Provided records:
───

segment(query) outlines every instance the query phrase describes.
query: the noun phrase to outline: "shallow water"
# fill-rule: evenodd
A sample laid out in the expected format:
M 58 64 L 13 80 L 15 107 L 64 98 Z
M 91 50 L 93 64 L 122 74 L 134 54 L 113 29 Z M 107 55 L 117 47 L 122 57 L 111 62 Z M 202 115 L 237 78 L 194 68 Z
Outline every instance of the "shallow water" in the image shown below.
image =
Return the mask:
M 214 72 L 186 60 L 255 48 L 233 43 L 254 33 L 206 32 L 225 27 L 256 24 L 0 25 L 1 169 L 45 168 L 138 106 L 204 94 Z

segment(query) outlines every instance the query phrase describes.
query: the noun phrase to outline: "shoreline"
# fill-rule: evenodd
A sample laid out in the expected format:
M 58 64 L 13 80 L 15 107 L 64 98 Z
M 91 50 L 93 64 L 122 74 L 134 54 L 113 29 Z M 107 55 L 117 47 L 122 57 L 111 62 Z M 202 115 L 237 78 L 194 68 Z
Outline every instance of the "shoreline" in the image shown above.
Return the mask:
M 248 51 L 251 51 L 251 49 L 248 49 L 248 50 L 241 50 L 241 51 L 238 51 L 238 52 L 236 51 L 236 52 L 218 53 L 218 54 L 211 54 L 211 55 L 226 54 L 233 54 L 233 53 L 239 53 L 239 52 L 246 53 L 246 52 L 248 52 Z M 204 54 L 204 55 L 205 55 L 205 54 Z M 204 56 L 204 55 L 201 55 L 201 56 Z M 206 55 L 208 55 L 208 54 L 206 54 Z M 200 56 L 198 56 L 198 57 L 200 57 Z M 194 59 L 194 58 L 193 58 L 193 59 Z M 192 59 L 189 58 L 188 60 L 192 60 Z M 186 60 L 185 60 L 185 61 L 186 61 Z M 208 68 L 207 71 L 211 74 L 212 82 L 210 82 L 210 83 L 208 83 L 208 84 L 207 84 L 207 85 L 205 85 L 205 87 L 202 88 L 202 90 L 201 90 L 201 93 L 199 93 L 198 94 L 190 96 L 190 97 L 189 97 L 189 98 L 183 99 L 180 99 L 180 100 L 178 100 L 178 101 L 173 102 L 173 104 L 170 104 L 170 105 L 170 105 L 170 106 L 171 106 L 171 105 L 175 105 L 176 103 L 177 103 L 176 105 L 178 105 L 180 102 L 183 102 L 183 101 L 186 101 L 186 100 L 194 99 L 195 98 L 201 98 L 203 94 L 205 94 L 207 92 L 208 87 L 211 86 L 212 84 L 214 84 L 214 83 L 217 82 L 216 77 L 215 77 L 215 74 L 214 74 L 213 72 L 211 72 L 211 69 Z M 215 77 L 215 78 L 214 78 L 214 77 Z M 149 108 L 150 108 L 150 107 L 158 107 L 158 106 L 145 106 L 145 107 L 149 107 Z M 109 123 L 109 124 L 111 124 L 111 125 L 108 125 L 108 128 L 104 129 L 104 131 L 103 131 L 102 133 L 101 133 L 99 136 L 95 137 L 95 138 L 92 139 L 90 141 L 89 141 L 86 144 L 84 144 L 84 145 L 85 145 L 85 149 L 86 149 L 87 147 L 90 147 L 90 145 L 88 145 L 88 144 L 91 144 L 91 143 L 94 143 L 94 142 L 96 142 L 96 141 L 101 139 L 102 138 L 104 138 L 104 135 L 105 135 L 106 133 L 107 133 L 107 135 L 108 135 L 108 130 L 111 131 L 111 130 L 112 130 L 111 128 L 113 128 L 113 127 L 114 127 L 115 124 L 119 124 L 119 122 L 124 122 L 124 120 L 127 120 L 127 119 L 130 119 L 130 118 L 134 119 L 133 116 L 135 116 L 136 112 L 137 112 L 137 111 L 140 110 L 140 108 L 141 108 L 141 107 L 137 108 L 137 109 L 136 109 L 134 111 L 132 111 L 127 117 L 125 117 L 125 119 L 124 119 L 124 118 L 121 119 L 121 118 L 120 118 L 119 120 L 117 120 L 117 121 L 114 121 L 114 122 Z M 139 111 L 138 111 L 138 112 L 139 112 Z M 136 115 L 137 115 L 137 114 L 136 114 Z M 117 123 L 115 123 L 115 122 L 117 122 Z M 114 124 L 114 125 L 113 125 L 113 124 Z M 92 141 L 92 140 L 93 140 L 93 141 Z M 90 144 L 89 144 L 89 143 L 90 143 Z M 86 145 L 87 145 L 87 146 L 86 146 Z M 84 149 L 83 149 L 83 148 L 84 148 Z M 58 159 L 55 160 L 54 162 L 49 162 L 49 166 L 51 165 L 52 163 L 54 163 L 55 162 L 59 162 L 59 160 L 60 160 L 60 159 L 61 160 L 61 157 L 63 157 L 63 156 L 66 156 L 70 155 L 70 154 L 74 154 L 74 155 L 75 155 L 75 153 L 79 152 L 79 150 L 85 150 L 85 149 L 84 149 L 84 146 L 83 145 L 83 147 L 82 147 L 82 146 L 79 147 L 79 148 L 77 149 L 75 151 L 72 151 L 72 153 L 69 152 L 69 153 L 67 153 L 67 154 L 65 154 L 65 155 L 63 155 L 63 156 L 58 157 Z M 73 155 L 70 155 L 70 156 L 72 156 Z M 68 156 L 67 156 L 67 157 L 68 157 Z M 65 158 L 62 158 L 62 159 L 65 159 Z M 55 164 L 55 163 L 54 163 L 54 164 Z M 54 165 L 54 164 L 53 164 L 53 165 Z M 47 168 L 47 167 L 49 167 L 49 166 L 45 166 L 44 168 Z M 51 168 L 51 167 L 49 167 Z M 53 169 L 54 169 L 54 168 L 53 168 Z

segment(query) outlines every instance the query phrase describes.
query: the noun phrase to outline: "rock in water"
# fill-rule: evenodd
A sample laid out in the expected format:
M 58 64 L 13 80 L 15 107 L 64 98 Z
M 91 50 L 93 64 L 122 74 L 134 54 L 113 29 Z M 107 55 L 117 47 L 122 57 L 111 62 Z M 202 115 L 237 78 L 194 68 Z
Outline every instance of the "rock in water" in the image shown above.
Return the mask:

───

Written request:
Arrange every line of the material above as a Markdown table with the columns Row and Line. Number the rows in order and omit blank lines.

Result:
| Row | Line |
|---|---|
| 1 | segment(query) outlines every instance the query phrase describes. |
| 2 | query: the noun phrase to outline: "shallow water" |
| 3 | # fill-rule: evenodd |
| 4 | A sample laid out in the expected format: |
| 5 | M 58 64 L 13 80 L 15 107 L 64 98 Z |
| 6 | M 91 50 L 93 64 L 122 74 L 134 54 L 113 29 Z M 107 55 L 117 47 L 122 57 L 111 62 Z M 202 115 L 237 78 L 194 68 Z |
| 7 | Outline every instance of the "shallow water" in the image shown below. |
| 8 | image = |
| 9 | Return the mask: |
| 10 | M 214 72 L 186 60 L 255 48 L 233 43 L 254 33 L 206 32 L 225 27 L 256 24 L 0 25 L 1 169 L 45 168 L 138 106 L 204 94 Z |
| 11 | segment(query) outlines every instance the query phrase describes. |
| 12 | query: the noun phrase to outline: "shoreline" |
| 13 | # fill-rule: evenodd |
| 14 | A sample laid out in the expected format: |
| 15 | M 58 64 L 13 80 L 15 107 L 64 98 Z |
| 16 | M 91 50 L 93 64 L 122 74 L 134 54 L 113 29 Z M 107 55 L 117 47 L 122 57 L 111 62 Z M 202 115 L 237 78 L 194 68 Z |
| 17 | Outline every instance of the "shoreline" in the image shown above. |
| 18 | Return the mask: |
| 19 | M 248 51 L 251 51 L 251 49 L 248 49 L 248 50 L 241 50 L 241 51 L 238 51 L 238 52 L 236 51 L 236 52 L 218 53 L 218 54 L 211 54 L 211 55 L 226 54 L 233 54 L 233 53 L 239 53 L 239 52 L 246 53 L 246 52 L 248 52 Z M 204 54 L 204 55 L 205 55 L 205 54 Z M 204 56 L 204 55 L 201 55 L 201 56 Z M 206 55 L 208 55 L 208 54 L 206 54 Z M 200 56 L 198 56 L 198 57 L 200 57 Z M 194 59 L 194 58 L 193 58 L 193 59 Z M 192 59 L 189 58 L 188 60 L 192 60 Z M 186 60 L 185 60 L 185 61 L 186 61 Z M 208 68 L 207 71 L 211 74 L 212 82 L 210 82 L 210 83 L 208 83 L 208 84 L 207 84 L 207 85 L 205 85 L 205 87 L 202 88 L 202 90 L 201 90 L 201 93 L 199 93 L 198 94 L 190 96 L 190 97 L 189 97 L 189 98 L 183 99 L 180 99 L 180 100 L 178 100 L 178 101 L 173 102 L 173 104 L 170 104 L 170 105 L 170 105 L 170 106 L 171 106 L 171 105 L 175 105 L 176 103 L 177 103 L 176 105 L 178 105 L 180 102 L 183 102 L 183 101 L 186 101 L 186 100 L 194 99 L 195 98 L 201 98 L 203 94 L 205 94 L 207 92 L 208 87 L 211 86 L 212 84 L 214 84 L 214 83 L 217 82 L 216 77 L 215 77 L 215 74 L 214 74 L 213 72 L 211 72 L 211 69 Z M 215 77 L 215 78 L 214 78 L 214 77 Z M 149 108 L 150 108 L 150 107 L 158 107 L 158 106 L 145 106 L 145 107 L 149 107 Z M 109 123 L 109 124 L 111 124 L 111 125 L 108 125 L 108 128 L 104 129 L 104 131 L 103 131 L 102 133 L 101 133 L 99 136 L 95 137 L 95 138 L 92 139 L 90 141 L 89 141 L 86 144 L 84 144 L 84 145 L 85 145 L 85 149 L 86 149 L 87 147 L 90 147 L 90 145 L 88 145 L 88 144 L 91 144 L 91 143 L 94 143 L 94 142 L 96 142 L 96 141 L 101 139 L 102 138 L 104 138 L 104 135 L 105 135 L 106 133 L 107 133 L 107 135 L 108 135 L 108 130 L 111 131 L 111 130 L 112 130 L 111 128 L 113 128 L 113 127 L 114 127 L 115 124 L 119 124 L 119 122 L 124 122 L 124 120 L 127 120 L 127 119 L 130 119 L 130 118 L 134 119 L 133 116 L 135 116 L 136 112 L 137 112 L 137 111 L 140 110 L 140 108 L 141 108 L 141 107 L 137 108 L 137 109 L 136 109 L 134 111 L 132 111 L 127 117 L 125 117 L 125 119 L 124 119 L 124 118 L 121 119 L 121 118 L 120 118 L 119 120 L 117 120 L 117 121 L 114 121 L 114 122 Z M 139 111 L 138 111 L 138 112 L 139 112 Z M 136 115 L 137 115 L 137 114 L 136 114 Z M 117 123 L 115 123 L 115 122 L 117 122 Z M 114 124 L 114 125 L 113 125 L 113 124 Z M 92 141 L 92 140 L 93 140 L 93 141 Z M 90 144 L 89 144 L 89 143 L 90 143 Z M 86 145 L 87 145 L 87 146 L 86 146 Z M 84 149 L 83 149 L 83 148 L 84 148 Z M 58 159 L 55 160 L 54 162 L 49 162 L 49 166 L 51 165 L 52 163 L 54 163 L 55 162 L 59 162 L 59 160 L 60 160 L 60 159 L 61 160 L 61 157 L 63 157 L 63 156 L 66 156 L 70 155 L 70 154 L 74 154 L 74 155 L 75 155 L 75 153 L 79 152 L 79 150 L 85 150 L 85 149 L 84 149 L 84 146 L 83 145 L 83 147 L 82 147 L 82 146 L 79 147 L 79 148 L 77 149 L 75 151 L 72 151 L 72 153 L 69 152 L 69 153 L 67 153 L 67 154 L 65 154 L 65 155 L 63 155 L 63 156 L 58 157 Z M 73 155 L 70 155 L 70 156 L 72 156 Z M 68 156 L 67 156 L 67 157 L 68 157 Z M 65 158 L 62 158 L 62 159 L 65 159 Z M 55 164 L 55 163 L 54 163 L 54 164 Z M 54 165 L 54 164 L 53 164 L 53 165 Z M 47 168 L 47 167 L 49 167 L 49 166 L 45 166 L 44 168 Z M 51 168 L 51 167 L 49 167 Z M 53 169 L 54 169 L 54 168 L 53 168 Z |
| 20 | segment(query) outlines every instance the query phrase describes. |
| 21 | query: the noun phrase to outline: "rock in water" |
| 22 | # fill-rule: evenodd |
| 23 | A sample laid out in the expected format: |
| 24 | M 58 64 L 13 80 L 15 107 L 64 98 Z |
| 25 | M 91 50 L 93 64 L 122 74 L 134 54 L 113 29 Z M 107 55 L 117 47 L 122 57 L 111 62 Z M 202 115 L 237 78 L 194 68 Z |
| 26 | Outline every instance of the "rock in water" in the image shown above. |
| 27 | Return the mask: |